### Required action
Print every record word for word.

──────

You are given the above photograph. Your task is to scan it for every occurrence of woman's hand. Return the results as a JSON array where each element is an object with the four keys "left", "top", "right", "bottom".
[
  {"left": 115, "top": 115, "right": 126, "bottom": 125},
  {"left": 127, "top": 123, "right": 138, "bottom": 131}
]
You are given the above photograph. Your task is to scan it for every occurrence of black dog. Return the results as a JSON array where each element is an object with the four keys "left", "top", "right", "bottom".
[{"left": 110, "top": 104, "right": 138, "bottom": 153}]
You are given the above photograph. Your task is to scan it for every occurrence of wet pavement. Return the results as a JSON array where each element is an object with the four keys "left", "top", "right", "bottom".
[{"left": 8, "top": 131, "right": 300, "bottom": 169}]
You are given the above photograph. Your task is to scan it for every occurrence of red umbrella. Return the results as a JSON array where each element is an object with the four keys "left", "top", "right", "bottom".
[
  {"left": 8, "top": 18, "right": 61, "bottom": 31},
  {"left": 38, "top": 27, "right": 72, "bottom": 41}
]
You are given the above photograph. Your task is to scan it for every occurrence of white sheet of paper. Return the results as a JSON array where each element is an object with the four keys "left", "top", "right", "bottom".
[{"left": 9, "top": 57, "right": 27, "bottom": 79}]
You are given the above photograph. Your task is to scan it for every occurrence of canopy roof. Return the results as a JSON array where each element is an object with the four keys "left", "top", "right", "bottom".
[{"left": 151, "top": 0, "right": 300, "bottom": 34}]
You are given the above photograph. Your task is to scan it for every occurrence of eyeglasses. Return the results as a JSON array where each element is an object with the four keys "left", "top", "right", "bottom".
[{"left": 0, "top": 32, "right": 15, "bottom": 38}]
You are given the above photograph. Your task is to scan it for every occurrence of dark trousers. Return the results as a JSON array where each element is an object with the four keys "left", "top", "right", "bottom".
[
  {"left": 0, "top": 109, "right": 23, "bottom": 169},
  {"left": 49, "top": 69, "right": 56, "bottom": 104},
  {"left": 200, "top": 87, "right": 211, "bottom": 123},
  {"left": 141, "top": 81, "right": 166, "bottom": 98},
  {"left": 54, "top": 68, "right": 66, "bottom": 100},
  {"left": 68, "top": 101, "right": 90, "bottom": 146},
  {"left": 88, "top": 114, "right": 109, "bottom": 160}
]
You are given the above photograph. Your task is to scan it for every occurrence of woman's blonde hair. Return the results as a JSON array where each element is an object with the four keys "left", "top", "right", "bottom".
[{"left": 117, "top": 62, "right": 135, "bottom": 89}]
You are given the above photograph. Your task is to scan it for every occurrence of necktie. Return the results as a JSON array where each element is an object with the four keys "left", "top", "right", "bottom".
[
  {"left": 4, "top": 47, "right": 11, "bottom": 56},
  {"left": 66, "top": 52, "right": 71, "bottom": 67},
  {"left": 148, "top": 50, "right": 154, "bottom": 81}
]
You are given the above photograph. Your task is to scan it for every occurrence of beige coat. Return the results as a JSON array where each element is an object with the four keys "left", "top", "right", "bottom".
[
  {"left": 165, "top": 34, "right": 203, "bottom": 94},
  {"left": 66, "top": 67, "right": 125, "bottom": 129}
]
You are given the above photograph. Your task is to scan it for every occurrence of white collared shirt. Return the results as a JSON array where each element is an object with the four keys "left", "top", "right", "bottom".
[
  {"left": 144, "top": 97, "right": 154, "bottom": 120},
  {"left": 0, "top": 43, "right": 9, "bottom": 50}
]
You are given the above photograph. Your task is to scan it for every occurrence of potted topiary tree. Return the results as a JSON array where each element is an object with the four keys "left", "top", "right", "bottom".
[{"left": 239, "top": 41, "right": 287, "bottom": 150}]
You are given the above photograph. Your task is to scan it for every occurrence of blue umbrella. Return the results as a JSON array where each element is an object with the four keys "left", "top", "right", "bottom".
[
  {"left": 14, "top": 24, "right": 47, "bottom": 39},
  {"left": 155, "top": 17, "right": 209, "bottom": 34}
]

──────

### Exercise solution
You are given the above photograph. Your task is to scan it for every occurrence of woman's hand. Return the results as a JSON array where each element is an object with the four keys "left", "top", "right", "bottom".
[
  {"left": 115, "top": 115, "right": 126, "bottom": 125},
  {"left": 127, "top": 123, "right": 138, "bottom": 131}
]
You are given the above photograph. Your task is to scan it for every occurrence of black dog. Return the results as a JSON array where each element is an object with the four keys "left", "top", "right", "bottom".
[{"left": 110, "top": 104, "right": 138, "bottom": 153}]
You are given the above photograph. Your task is to scan it for every occurrence of wet pavement. Return the results as a JSON array where each element is an object with the four keys "left", "top", "right", "bottom".
[{"left": 8, "top": 131, "right": 300, "bottom": 169}]
You are given the above photograph. Your task is to scan it for every occurrence of red umbrella. Return the results as a JSON array where each element is an object with the four keys "left", "top", "right", "bottom".
[
  {"left": 8, "top": 18, "right": 61, "bottom": 31},
  {"left": 38, "top": 27, "right": 72, "bottom": 41}
]
You are given the above photograph. Your task is to scan it for every occurrence of white sheet of paper. Return the results as a JSON array where each element is an object with the four keys "left", "top", "right", "bottom".
[{"left": 9, "top": 57, "right": 27, "bottom": 79}]
You are given the above photograph. Your task is to scan it for every occurrence of canopy roof. Return the results as a JSON array where each element is an object with the four keys "left", "top", "right", "bottom".
[{"left": 151, "top": 0, "right": 300, "bottom": 34}]
You are given the above photograph. Your task is to scan it for every occurrence of eyeglasses. Return the results as a JSON array where each element is an object with the four keys "left", "top", "right", "bottom".
[{"left": 0, "top": 32, "right": 15, "bottom": 38}]
You are given the above photograph. Your task is to scan it for every occurrence of dark trousers. Return the results as a JSON array where each element is an object with the four keys "left", "top", "right", "bottom".
[
  {"left": 0, "top": 109, "right": 23, "bottom": 169},
  {"left": 49, "top": 69, "right": 56, "bottom": 104},
  {"left": 200, "top": 87, "right": 211, "bottom": 123},
  {"left": 141, "top": 81, "right": 166, "bottom": 98},
  {"left": 54, "top": 68, "right": 66, "bottom": 100},
  {"left": 68, "top": 101, "right": 90, "bottom": 146},
  {"left": 88, "top": 114, "right": 109, "bottom": 160}
]
You are given the above photograph. Your task is to scan it for every occurrence of woman's blonde hair. Return the results as a JSON array where each element is an object with the four keys "left", "top", "right", "bottom".
[{"left": 117, "top": 62, "right": 135, "bottom": 89}]
You are given the above photograph. Your task is to scan it for every occurrence of necktie. Return the results as a JSON array where each element is an object with the four keys "left", "top", "right", "bottom".
[
  {"left": 4, "top": 47, "right": 11, "bottom": 56},
  {"left": 66, "top": 52, "right": 71, "bottom": 67},
  {"left": 148, "top": 50, "right": 154, "bottom": 81}
]
You are given the above photograph. Your task is to scan it for every occurrence of beige coat. Return the results as a JSON array where each element is an object with the four keys "left", "top", "right", "bottom".
[
  {"left": 165, "top": 34, "right": 203, "bottom": 94},
  {"left": 66, "top": 67, "right": 125, "bottom": 129}
]
You are given the above photograph. Your task is to scan it for every occurrence of white collared shirt. Return the results as a JSON array where each element is an object with the four keys "left", "top", "right", "bottom".
[
  {"left": 144, "top": 97, "right": 154, "bottom": 120},
  {"left": 0, "top": 43, "right": 9, "bottom": 50}
]
You are given the above photograph. Your task is to scan it for every occurrence of potted topiary tree. Return the results as a JSON array where each element is an object with the four keys "left", "top", "right", "bottom".
[{"left": 239, "top": 41, "right": 287, "bottom": 150}]
You are given the above photograph. Your task is to scan it for every occurrence of blue umbrella. Return the results as a JSON array where each element is an object with the four keys "left", "top", "right", "bottom".
[
  {"left": 14, "top": 24, "right": 47, "bottom": 39},
  {"left": 155, "top": 17, "right": 209, "bottom": 34}
]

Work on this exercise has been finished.